Start Material supplied
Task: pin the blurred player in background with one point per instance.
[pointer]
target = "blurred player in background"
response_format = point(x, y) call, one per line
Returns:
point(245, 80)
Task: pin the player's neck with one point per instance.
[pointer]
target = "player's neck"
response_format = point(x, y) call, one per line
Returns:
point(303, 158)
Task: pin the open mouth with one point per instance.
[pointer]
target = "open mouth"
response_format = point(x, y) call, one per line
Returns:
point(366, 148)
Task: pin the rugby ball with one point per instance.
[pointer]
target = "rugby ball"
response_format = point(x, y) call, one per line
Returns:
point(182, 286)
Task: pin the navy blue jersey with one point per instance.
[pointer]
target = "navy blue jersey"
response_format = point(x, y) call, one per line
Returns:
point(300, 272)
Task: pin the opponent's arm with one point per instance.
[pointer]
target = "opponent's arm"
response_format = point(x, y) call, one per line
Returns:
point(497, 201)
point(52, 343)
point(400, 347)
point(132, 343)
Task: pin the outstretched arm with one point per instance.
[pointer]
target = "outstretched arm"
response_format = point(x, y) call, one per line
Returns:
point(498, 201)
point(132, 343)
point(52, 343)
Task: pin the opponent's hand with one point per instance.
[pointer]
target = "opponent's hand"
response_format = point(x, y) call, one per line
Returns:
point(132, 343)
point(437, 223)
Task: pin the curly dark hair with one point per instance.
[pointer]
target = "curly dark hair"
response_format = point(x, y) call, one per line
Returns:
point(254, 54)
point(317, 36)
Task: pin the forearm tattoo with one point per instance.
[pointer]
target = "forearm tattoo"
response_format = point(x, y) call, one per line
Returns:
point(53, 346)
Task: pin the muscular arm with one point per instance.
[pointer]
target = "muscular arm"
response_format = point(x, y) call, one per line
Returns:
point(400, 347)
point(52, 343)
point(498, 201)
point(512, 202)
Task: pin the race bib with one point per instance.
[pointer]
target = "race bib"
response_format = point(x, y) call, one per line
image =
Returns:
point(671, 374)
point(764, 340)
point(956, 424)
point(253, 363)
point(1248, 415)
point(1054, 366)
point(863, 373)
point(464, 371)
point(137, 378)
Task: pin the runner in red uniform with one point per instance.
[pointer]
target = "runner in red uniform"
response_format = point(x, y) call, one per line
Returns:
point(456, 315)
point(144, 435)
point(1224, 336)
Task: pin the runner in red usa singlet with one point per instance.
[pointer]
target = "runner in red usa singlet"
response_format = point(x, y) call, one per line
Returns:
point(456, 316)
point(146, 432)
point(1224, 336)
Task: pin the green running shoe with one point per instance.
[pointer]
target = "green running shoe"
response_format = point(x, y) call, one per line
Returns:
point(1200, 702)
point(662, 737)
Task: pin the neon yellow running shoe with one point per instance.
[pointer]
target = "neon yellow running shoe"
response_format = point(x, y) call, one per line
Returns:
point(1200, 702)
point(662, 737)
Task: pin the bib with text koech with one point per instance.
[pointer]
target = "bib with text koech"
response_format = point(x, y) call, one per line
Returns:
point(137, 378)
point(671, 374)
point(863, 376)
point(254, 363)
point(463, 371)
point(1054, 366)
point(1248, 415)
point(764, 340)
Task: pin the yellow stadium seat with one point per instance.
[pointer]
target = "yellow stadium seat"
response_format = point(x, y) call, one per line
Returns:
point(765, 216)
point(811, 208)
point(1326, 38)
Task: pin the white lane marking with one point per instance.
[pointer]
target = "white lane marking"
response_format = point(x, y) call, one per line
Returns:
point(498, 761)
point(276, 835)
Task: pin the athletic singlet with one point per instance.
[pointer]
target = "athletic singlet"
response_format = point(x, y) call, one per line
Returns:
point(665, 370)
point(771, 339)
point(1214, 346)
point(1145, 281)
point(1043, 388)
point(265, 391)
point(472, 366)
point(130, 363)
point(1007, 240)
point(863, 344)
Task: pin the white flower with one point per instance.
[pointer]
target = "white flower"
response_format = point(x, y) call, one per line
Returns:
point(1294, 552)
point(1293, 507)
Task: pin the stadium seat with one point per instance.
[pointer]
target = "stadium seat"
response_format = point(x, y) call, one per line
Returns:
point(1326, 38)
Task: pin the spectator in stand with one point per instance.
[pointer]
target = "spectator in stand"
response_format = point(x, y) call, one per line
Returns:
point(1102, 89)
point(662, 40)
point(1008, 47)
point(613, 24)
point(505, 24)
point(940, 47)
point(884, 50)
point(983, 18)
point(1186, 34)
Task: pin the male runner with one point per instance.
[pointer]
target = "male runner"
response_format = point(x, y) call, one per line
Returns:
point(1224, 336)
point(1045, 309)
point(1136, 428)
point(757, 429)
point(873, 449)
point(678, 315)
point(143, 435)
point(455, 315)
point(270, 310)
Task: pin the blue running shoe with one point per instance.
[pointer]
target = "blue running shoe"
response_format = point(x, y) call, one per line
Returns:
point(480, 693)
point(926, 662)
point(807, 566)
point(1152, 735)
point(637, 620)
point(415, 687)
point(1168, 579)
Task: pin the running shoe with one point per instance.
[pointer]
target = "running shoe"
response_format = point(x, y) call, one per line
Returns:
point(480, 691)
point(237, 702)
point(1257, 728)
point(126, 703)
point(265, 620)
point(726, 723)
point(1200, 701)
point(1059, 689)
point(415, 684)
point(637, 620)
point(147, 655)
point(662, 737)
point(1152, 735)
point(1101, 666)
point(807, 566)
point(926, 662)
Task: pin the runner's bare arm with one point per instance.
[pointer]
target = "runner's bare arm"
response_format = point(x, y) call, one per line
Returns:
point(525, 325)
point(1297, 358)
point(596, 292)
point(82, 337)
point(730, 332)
End Material supplied
Scale everything from the line containing "Task: pin the runner's" down to the end of the records: write all of those lines again, requests included, with each coordinate in the answers multiplied by 2.5 and rounded to a whole number, halves rounded up.

*Response for this exercise*
Task: pin the runner's bare arm with one point per instance.
[pointer]
target = "runner's bare arm"
response_format = point(x, y) call, one per line
Returns:
point(1313, 813)
point(3243, 895)
point(1490, 730)
point(205, 843)
point(1825, 830)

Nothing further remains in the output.